— BEGIN Provided information —

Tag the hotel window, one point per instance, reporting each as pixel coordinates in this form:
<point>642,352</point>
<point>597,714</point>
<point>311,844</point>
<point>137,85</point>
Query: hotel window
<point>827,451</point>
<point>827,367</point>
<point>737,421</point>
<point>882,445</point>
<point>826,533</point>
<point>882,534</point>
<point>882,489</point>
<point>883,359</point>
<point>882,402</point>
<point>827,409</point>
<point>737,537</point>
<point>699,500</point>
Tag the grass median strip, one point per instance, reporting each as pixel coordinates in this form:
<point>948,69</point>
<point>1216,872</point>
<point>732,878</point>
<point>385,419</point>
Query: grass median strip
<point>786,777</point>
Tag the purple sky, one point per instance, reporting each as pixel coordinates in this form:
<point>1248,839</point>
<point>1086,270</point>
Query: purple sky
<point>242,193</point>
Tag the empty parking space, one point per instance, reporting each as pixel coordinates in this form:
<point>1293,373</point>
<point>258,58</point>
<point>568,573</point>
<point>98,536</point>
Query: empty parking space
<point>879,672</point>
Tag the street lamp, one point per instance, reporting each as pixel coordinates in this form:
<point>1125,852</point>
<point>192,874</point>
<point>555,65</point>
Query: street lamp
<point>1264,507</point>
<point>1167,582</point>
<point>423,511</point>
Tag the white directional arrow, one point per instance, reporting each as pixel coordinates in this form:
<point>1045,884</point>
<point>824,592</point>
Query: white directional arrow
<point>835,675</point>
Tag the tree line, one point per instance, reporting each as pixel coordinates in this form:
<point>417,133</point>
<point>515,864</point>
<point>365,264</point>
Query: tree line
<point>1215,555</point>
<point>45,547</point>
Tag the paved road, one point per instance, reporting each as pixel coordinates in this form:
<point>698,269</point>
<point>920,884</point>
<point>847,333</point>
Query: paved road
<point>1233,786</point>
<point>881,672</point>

— END Provided information —

• Short task: Restate the whole listing exactly, leaving out nothing.

• Result for this exercise:
Tag the hotel window, one point per instance, reporting each as pixel coordinates in this form:
<point>642,352</point>
<point>597,714</point>
<point>311,844</point>
<point>137,85</point>
Query: hotel window
<point>827,451</point>
<point>827,367</point>
<point>737,421</point>
<point>882,445</point>
<point>826,533</point>
<point>882,534</point>
<point>882,489</point>
<point>883,359</point>
<point>882,402</point>
<point>827,409</point>
<point>737,537</point>
<point>699,500</point>
Tag the grass median strip, one point per instance, reporting each as pixel coordinates in this form:
<point>948,69</point>
<point>1216,872</point>
<point>732,878</point>
<point>385,419</point>
Query: grass median strip
<point>786,777</point>
Tag the purple sky, one point per instance, reporting each as pixel coordinates in this form:
<point>1248,839</point>
<point>1086,270</point>
Query: purple sky
<point>242,193</point>
Tag the empty parking space, one point per instance, reporting each as pixel coordinates in this form:
<point>1293,373</point>
<point>258,58</point>
<point>568,573</point>
<point>98,536</point>
Query: empty parking space
<point>879,672</point>
Tag the street lamp, one point per instance, reporting each as pixel coordinates in this form:
<point>1125,852</point>
<point>192,874</point>
<point>555,65</point>
Query: street lamp
<point>1264,507</point>
<point>1167,582</point>
<point>423,511</point>
Tag the white directional arrow, one point per instance, reporting each as pixel coordinates in this form:
<point>1045,884</point>
<point>824,592</point>
Query: white directional arrow
<point>835,675</point>
Tag the tree line, one point per instance, reporting each as pixel coordinates in this form:
<point>417,133</point>
<point>515,864</point>
<point>365,264</point>
Query: tree line
<point>1215,555</point>
<point>45,547</point>
Tag the paved road, one point per instance, reporting each as pixel coordinates in this form:
<point>698,269</point>
<point>920,884</point>
<point>847,333</point>
Query: paved road
<point>1233,786</point>
<point>881,672</point>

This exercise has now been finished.